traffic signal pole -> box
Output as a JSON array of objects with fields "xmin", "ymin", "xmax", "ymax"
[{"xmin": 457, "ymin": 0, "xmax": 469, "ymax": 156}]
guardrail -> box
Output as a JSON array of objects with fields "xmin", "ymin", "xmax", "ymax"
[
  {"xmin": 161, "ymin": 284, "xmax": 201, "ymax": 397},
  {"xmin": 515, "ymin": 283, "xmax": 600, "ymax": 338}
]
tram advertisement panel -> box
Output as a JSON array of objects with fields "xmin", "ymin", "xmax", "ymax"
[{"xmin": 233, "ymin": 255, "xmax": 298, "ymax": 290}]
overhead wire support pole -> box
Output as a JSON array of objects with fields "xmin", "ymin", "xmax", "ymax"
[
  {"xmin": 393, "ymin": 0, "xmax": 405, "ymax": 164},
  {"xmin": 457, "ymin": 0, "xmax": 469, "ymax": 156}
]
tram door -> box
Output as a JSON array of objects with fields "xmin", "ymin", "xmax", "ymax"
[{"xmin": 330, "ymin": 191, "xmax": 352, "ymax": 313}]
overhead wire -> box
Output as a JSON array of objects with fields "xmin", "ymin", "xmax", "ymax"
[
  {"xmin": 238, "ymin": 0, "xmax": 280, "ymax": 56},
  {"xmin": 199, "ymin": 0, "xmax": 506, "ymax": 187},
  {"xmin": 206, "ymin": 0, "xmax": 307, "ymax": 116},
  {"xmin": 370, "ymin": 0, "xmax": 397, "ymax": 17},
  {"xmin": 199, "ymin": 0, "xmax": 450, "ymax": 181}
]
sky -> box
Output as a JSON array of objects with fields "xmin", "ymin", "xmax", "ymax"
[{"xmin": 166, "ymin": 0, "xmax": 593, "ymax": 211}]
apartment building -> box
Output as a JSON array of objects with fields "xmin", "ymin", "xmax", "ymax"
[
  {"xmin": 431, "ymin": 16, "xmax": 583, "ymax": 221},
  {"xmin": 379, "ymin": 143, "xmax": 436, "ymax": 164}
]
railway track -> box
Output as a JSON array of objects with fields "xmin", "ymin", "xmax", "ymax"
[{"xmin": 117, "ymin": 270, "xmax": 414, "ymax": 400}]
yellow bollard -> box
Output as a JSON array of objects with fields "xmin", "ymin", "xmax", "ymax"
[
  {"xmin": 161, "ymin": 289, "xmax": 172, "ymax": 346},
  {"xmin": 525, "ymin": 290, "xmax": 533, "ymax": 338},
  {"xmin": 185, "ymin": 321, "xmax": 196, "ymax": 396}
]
..........
Work instructions:
Show every line in the records above that contains the word "tram".

Exercise answer:
tram advertisement panel -> box
tram door -> box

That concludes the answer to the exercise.